### EXERCISE DATA
⁂
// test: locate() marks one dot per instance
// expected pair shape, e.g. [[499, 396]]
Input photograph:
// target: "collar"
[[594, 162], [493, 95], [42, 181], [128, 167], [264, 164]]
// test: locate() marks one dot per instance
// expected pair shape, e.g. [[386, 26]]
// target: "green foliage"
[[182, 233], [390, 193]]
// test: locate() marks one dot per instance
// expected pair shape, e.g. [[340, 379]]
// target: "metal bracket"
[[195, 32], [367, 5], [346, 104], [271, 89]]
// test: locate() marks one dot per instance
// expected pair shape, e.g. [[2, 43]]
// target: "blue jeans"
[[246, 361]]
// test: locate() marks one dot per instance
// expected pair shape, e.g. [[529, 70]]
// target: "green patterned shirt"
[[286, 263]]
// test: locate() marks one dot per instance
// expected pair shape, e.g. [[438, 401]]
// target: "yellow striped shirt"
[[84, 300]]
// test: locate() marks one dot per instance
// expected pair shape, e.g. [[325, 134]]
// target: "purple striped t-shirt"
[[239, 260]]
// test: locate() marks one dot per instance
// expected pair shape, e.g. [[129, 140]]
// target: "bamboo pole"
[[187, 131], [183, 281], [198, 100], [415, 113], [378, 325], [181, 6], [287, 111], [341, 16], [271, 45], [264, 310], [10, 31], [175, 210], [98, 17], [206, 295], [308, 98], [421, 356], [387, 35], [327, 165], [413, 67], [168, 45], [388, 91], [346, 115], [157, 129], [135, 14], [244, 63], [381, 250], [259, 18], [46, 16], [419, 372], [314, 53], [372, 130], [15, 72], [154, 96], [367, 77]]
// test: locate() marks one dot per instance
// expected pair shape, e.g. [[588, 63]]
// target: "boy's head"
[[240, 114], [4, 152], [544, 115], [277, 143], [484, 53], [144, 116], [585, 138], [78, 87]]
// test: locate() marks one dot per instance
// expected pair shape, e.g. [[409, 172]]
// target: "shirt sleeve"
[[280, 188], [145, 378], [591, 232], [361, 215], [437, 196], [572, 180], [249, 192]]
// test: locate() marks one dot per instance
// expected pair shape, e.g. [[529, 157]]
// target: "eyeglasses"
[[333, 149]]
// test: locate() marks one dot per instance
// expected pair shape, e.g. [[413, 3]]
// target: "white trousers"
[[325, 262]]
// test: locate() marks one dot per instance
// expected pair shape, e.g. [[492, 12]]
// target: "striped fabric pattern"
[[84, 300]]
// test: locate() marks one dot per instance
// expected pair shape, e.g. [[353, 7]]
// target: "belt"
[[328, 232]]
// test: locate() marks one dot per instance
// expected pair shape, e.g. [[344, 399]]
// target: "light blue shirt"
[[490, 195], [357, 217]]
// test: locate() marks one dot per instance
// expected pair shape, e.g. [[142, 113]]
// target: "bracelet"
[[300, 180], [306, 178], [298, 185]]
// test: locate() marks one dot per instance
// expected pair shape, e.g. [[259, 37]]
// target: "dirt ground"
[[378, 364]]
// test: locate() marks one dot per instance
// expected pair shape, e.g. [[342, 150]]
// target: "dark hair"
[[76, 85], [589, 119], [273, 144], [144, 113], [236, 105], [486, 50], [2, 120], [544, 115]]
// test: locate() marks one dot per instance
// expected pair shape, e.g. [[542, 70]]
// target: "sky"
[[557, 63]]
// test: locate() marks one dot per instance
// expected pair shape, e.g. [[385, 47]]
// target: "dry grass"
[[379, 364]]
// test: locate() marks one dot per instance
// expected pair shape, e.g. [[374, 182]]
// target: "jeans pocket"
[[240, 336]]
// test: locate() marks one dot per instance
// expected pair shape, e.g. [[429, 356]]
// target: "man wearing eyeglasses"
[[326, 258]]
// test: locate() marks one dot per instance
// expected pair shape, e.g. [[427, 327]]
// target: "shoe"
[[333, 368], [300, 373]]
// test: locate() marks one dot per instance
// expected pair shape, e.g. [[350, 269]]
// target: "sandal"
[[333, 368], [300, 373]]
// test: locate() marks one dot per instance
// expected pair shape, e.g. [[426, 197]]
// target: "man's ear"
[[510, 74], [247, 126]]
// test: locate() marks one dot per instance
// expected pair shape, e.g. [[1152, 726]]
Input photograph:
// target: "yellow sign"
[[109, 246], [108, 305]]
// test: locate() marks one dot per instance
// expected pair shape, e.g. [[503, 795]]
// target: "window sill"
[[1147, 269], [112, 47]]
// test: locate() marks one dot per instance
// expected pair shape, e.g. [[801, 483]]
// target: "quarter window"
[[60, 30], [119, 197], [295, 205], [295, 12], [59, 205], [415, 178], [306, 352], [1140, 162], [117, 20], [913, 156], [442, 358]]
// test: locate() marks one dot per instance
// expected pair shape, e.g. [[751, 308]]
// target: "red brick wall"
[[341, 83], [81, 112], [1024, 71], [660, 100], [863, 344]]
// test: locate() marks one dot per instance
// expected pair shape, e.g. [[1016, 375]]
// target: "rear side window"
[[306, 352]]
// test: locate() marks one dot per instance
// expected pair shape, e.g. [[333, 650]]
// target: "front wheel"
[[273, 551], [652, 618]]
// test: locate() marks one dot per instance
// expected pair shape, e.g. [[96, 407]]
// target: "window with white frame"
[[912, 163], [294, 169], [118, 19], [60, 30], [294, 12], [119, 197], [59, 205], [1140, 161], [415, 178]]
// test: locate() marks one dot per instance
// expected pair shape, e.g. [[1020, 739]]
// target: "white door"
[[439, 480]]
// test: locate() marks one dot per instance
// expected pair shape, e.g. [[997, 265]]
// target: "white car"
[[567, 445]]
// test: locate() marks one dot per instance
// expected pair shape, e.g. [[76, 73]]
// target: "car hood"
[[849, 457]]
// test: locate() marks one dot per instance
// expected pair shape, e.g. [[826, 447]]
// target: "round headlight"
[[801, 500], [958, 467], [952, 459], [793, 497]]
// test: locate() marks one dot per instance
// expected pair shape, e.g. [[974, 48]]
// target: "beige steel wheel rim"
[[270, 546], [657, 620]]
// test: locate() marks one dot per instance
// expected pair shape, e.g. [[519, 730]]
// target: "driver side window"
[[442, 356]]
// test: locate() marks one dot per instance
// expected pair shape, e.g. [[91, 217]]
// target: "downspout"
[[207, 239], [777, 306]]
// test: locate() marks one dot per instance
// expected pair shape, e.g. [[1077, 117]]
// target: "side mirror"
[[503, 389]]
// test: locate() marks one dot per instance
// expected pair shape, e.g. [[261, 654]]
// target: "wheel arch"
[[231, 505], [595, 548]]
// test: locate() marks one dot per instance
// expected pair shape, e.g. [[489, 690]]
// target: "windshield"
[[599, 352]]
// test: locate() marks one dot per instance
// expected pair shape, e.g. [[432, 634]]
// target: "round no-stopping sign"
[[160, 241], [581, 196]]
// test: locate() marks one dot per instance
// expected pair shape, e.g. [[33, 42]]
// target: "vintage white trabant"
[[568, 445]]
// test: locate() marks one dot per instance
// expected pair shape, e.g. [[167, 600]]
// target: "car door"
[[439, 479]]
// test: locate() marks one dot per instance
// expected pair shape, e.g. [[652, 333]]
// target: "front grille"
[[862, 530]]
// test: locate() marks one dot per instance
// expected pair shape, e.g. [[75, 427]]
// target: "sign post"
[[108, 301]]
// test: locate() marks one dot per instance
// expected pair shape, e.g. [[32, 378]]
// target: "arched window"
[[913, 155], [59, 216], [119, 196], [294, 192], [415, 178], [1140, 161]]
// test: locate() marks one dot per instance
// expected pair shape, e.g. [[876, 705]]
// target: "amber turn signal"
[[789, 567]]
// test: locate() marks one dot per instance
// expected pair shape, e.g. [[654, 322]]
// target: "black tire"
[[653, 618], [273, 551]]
⁂
### GOAL
Write out every line of the data above, with no changes.

### CORRECT ANSWER
// test: locate() marks one dot per instance
// expected pair shape, e.g. [[499, 396]]
Input photograph:
// target: "collar"
[[594, 162], [493, 95], [42, 181], [128, 167], [264, 164]]
// test: locate() marks one dot per instance
// expected pair shape, e.g. [[386, 26]]
// target: "green foliage"
[[182, 233], [390, 193]]
// test: locate() marks one dot per instance
// expected pair shape, e.g. [[340, 379]]
// target: "metal bracket"
[[195, 32], [367, 5], [346, 104], [271, 89]]
// test: locate() marks one dot per instance
// expected pair shape, e.g. [[2, 43]]
// target: "blue jeans"
[[246, 361]]
// test: locate() marks one dot per instance
// expected pair shape, e.g. [[529, 70]]
// target: "green patterned shirt"
[[286, 263]]
// test: locate() marks one dot per instance
// expected pair shape, e.g. [[438, 401]]
// target: "yellow striped shirt"
[[84, 300]]
// test: locate() marks one dot per instance
// expected pair shape, e.g. [[325, 134]]
// target: "purple striped t-shirt"
[[239, 260]]
// test: locate() marks one dot per instance
// expected pair shape, e.g. [[129, 140]]
// target: "bamboo pole"
[[187, 131], [183, 281], [198, 100], [415, 113], [378, 325], [181, 6], [287, 111], [341, 16], [271, 45], [264, 310], [10, 31], [175, 210], [98, 17], [206, 295], [308, 98], [421, 356], [387, 35], [327, 165], [413, 67], [168, 45], [388, 91], [346, 115], [157, 129], [135, 14], [244, 63], [381, 250], [259, 18], [46, 16], [419, 372], [314, 53], [372, 130], [15, 72], [154, 96], [367, 77]]
// test: locate() marks one dot per instance
// expected pair shape, e.g. [[588, 63]]
// target: "boy's head"
[[240, 114], [4, 152], [544, 115], [277, 143], [484, 53], [144, 116], [585, 138], [78, 87]]
// test: locate() marks one dot per instance
// expected pair shape, e.g. [[409, 172]]
// target: "shirt sleeve"
[[280, 188], [145, 378], [591, 232], [361, 215], [437, 196], [572, 180], [249, 192]]
// test: locate() marks one dot per instance
// expected pair shape, e.g. [[529, 157]]
// target: "eyeglasses"
[[333, 149]]
// test: locate() marks one dot per instance
// expected pair shape, e.g. [[413, 3]]
// target: "white trousers"
[[325, 262]]
// test: locate() marks one dot per instance
// expected pair shape, e.g. [[492, 12]]
// target: "striped fabric pattern"
[[84, 300]]
// test: locate() marks one dot per instance
// expected pair shape, e.g. [[353, 7]]
// target: "belt"
[[328, 232]]
// test: locate() marks one dot per instance
// expected pair shape, e.g. [[344, 399]]
// target: "light blue shirt"
[[490, 195], [357, 217]]
// test: locate() marks one dot per instance
// expected pair shape, e.g. [[142, 113]]
// target: "bracelet"
[[300, 180], [306, 178], [298, 185]]
// test: locate() marks one dot per instance
// expected pair shape, e.g. [[259, 37]]
// target: "dirt ground"
[[378, 364]]
// test: locate() marks one dot per instance
// expected pair shape, e.g. [[342, 150]]
// target: "dark hair"
[[76, 85], [589, 119], [273, 144], [144, 113], [236, 105], [486, 50], [2, 120], [544, 115]]
// test: locate() marks one dot per instance
// expected pair shape, e.g. [[542, 70]]
// target: "sky"
[[557, 63]]
// test: locate() marks one dot per instance
// expected pair shape, e.g. [[385, 47]]
// target: "dry grass"
[[379, 364]]
// test: locate() marks one dot per instance
// expected pair shape, e.g. [[374, 182]]
// target: "jeans pocket"
[[240, 336]]
// test: locate() marks one dot per instance
// expected pair shape, e.g. [[429, 356]]
// target: "man wearing eyeglasses"
[[326, 258]]
// test: locate() marks one dot per instance
// expected pair shape, e.g. [[427, 327]]
// target: "shoe"
[[333, 368], [300, 373]]
// test: locate() marks one dot per instance
// expected pair shape, e.g. [[350, 269]]
// target: "sandal"
[[333, 368], [300, 373]]
// test: locate() marks one dot per instance
// expected pair shape, e.g. [[426, 197]]
// target: "man's ear"
[[510, 74], [247, 126]]
// test: locate() marks one dot per instance
// expected pair shape, e.g. [[1152, 726]]
Input photograph:
// target: "yellow sign"
[[109, 246], [108, 305]]
// test: locate() marks one dot per instance
// expected pair shape, e.g. [[503, 795]]
// target: "window sill"
[[1147, 269], [112, 47]]
// test: locate() marks one dot per instance
// expected pair shape, e.g. [[801, 483]]
// target: "quarter window"
[[60, 30], [119, 197], [295, 205], [295, 12], [59, 205], [415, 178], [306, 352], [1140, 162], [117, 20], [913, 156], [442, 358]]
// test: locate() marks one dot per instance
// expected pair shape, e.g. [[751, 308]]
// target: "red brick wall"
[[341, 83], [81, 112], [1024, 71], [660, 100], [863, 344]]
// test: locate() marks one dot per instance
// expected pair shape, e.g. [[1016, 375]]
// target: "rear side window"
[[306, 352]]
// test: locate() marks one dot per instance
// expected pair shape, e.g. [[333, 650]]
// target: "front wheel"
[[273, 551], [652, 618]]
// test: locate() marks one dot per instance
// expected pair shape, e.g. [[96, 407]]
// target: "window with white frame"
[[912, 163], [294, 169], [118, 19], [60, 30], [294, 12], [119, 197], [59, 205], [1140, 161], [415, 178]]
// test: locate() marks one dot per instance
// expected pair shape, e.g. [[1020, 739]]
// target: "white door"
[[439, 480]]
// test: locate() marks one dot per instance
// expected pair shape, e.g. [[997, 265]]
// target: "white car"
[[567, 445]]
// test: locate() marks one dot per instance
// expected pair shape, e.g. [[76, 73]]
// target: "car hood"
[[849, 457]]
// test: locate() marks one dot per instance
// expected pair shape, e.g. [[826, 447]]
// target: "round headlight"
[[801, 500], [958, 467], [952, 459], [793, 497]]
// test: locate() marks one dot per instance
// expected pair shape, e.g. [[974, 48]]
// target: "beige steel wheel rim"
[[270, 546], [657, 620]]
// test: locate() marks one dot per instance
// expected pair shape, e.g. [[519, 730]]
// target: "driver side window"
[[442, 356]]
// test: locate() marks one dot per instance
// expected pair shape, e.g. [[91, 217]]
// target: "downspout"
[[207, 239], [777, 306]]
// test: locate() marks one dot per instance
// expected pair shape, e.g. [[1077, 117]]
// target: "side mirror"
[[503, 389]]
// test: locate() marks one dot per instance
// expected pair shape, e.g. [[261, 654]]
// target: "wheel arch"
[[231, 505], [595, 548]]
// test: locate() marks one dot per instance
// expected pair shape, e.g. [[489, 690]]
// target: "windshield"
[[599, 352]]
// test: locate() marks one dot per instance
// expected pair shape, e.g. [[432, 634]]
// target: "round no-stopping sign"
[[160, 241], [581, 196]]
// test: locate() marks one dot per instance
// expected pair shape, e.g. [[33, 42]]
// target: "vintage white trabant"
[[568, 445]]
// test: locate() marks one dot per instance
// expected pair shape, e.g. [[167, 600]]
// target: "car door"
[[439, 479]]
// test: locate() marks one dot per instance
// expected pair shape, e.g. [[652, 333]]
// target: "front grille"
[[862, 530]]
// test: locate() marks one dot per instance
// expected pair shape, e.g. [[75, 427]]
// target: "sign post"
[[108, 301]]
// test: locate() marks one dot per instance
// expected pair shape, e.g. [[32, 378]]
// target: "arched window"
[[913, 155], [59, 216], [119, 196], [294, 192], [415, 178], [1140, 161]]
// test: locate() marks one dot per instance
// expected pair shape, e.g. [[876, 705]]
// target: "amber turn signal"
[[789, 567]]
// test: locate() marks one dot per instance
// expected pair shape, e.g. [[654, 322]]
// target: "black tire"
[[653, 618], [273, 551]]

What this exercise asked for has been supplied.